Point annotation records

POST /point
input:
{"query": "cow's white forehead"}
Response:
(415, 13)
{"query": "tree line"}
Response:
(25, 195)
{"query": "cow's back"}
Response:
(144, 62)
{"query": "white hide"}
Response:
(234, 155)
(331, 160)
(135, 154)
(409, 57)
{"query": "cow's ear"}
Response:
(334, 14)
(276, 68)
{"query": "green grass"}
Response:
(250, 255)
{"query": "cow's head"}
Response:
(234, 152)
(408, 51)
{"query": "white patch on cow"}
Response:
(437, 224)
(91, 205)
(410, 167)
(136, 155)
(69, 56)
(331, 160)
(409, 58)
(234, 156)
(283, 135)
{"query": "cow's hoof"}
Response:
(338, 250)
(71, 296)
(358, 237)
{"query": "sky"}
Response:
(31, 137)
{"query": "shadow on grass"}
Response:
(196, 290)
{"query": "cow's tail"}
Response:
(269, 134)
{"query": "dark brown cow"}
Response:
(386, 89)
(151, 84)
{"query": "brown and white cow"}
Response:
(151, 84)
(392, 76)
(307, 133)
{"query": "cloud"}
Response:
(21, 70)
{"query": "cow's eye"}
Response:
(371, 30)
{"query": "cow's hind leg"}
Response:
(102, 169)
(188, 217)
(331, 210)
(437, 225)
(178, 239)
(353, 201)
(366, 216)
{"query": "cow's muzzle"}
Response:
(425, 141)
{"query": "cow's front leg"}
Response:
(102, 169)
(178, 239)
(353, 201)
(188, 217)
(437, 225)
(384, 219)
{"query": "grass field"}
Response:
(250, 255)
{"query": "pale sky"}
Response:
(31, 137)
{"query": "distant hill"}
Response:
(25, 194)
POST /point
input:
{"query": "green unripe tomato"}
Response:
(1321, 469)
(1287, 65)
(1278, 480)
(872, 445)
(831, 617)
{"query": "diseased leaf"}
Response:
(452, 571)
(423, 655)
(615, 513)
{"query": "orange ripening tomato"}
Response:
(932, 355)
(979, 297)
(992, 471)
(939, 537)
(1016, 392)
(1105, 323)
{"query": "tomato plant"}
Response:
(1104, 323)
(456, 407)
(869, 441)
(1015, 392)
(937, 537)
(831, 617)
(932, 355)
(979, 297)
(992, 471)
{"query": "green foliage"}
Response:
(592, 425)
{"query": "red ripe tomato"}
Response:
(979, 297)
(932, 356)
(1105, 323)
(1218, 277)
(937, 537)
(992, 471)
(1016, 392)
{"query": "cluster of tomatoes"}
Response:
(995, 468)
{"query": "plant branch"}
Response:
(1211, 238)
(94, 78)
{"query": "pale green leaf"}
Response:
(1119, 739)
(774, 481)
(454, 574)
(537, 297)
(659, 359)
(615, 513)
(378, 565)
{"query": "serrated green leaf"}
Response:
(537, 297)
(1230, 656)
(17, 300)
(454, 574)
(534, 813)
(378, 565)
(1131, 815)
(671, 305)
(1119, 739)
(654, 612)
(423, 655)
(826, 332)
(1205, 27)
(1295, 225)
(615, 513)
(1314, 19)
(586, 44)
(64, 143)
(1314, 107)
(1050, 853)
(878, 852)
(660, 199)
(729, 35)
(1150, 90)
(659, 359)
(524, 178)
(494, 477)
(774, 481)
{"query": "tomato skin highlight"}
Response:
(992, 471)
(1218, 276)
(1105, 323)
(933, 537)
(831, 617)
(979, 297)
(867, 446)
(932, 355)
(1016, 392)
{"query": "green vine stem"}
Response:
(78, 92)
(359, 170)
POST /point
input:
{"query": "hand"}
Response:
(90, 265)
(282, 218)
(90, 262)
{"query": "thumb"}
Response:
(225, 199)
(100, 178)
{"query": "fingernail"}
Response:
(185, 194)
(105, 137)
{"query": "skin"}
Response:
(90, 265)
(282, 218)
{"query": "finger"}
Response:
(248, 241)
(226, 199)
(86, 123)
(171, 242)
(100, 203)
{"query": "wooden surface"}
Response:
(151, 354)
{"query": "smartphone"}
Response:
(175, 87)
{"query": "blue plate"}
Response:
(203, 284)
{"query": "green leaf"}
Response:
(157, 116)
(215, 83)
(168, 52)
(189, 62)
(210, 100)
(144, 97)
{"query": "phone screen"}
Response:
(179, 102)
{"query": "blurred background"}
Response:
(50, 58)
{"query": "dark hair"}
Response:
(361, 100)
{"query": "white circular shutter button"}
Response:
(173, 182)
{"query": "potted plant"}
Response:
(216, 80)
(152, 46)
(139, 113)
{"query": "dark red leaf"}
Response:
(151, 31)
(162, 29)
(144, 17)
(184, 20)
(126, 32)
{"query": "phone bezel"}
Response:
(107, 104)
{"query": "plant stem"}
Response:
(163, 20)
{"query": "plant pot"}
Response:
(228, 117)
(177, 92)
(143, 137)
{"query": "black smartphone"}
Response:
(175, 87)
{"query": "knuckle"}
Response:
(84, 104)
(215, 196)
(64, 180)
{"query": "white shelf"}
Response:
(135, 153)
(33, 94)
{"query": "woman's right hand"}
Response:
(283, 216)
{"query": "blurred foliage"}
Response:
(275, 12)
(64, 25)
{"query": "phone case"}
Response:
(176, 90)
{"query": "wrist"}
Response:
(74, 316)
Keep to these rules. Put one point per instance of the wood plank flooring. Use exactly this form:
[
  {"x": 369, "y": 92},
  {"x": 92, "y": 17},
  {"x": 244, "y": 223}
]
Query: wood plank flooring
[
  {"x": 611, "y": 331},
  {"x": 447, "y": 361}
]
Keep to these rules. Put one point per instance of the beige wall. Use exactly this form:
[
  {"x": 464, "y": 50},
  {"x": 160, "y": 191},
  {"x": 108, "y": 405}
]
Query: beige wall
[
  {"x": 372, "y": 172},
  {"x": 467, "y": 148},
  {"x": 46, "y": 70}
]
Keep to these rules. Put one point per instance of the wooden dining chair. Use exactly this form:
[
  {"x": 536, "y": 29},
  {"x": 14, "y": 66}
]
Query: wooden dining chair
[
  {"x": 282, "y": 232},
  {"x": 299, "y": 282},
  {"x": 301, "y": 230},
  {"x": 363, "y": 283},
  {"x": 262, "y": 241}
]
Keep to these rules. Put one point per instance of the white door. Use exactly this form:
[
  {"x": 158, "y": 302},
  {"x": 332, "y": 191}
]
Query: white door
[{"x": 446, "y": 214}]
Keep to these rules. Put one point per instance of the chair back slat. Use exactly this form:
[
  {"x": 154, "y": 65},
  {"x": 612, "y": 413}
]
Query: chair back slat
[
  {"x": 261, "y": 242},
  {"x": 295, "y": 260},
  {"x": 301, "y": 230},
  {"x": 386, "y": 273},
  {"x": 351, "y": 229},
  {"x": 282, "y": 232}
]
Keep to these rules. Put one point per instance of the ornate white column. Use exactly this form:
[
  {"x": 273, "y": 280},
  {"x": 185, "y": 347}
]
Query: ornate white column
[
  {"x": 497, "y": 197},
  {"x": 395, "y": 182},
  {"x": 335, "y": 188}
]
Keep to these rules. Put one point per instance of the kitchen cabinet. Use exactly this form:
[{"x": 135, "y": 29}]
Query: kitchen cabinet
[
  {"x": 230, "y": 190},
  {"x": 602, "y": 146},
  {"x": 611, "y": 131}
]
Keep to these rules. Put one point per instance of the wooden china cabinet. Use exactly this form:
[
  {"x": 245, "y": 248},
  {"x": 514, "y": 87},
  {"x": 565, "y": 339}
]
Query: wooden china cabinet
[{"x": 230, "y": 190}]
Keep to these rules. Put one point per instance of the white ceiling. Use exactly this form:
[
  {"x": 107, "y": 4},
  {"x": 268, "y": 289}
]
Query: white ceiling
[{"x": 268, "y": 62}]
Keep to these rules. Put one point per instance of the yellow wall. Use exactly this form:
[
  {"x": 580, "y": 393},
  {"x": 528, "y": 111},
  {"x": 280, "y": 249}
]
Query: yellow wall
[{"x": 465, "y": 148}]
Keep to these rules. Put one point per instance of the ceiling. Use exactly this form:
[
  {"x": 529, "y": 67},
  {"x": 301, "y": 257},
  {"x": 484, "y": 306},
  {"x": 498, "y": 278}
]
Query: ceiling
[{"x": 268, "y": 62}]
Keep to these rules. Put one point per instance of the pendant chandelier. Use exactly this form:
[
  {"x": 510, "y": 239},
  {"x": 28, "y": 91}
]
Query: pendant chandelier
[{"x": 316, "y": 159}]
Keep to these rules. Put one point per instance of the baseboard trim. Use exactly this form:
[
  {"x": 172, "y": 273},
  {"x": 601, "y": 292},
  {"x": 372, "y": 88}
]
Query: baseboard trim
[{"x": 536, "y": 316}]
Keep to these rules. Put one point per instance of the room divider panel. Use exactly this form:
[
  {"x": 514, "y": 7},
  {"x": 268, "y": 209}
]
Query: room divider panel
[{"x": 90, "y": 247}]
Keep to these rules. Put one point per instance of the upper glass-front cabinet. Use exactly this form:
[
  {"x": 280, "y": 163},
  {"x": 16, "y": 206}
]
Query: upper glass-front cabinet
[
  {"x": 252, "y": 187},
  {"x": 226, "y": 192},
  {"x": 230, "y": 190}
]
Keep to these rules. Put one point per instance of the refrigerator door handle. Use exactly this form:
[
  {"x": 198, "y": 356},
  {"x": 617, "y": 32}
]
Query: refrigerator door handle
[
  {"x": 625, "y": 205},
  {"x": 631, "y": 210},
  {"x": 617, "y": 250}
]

→ Problem requirements
Quote verbatim the line containing "of the baseboard" and every line after it through the end of the records above.

→ Exercise answer
Keep to these rules. Put one point per instance of the baseboard trim. Use exactly this form:
[
  {"x": 172, "y": 273},
  {"x": 601, "y": 292},
  {"x": 372, "y": 88}
]
Query: baseboard trim
[{"x": 536, "y": 316}]
Keep to these rules. Put one point per instance of the room divider panel. Use exactly this form:
[
  {"x": 514, "y": 7},
  {"x": 268, "y": 209}
]
Query: room divider panel
[{"x": 90, "y": 247}]
Keep to these rules. Put one point per instance of the upper glass-front cabinet. Use exactly this form:
[
  {"x": 280, "y": 163},
  {"x": 16, "y": 206}
]
Query: upper glass-front cabinet
[
  {"x": 252, "y": 187},
  {"x": 226, "y": 192},
  {"x": 230, "y": 190}
]
Keep to these rules. Put one point per instance of the refrigerator door handle. Use exactly this form:
[
  {"x": 198, "y": 356},
  {"x": 617, "y": 32}
]
Query: refrigerator door handle
[
  {"x": 625, "y": 205},
  {"x": 631, "y": 210},
  {"x": 617, "y": 250}
]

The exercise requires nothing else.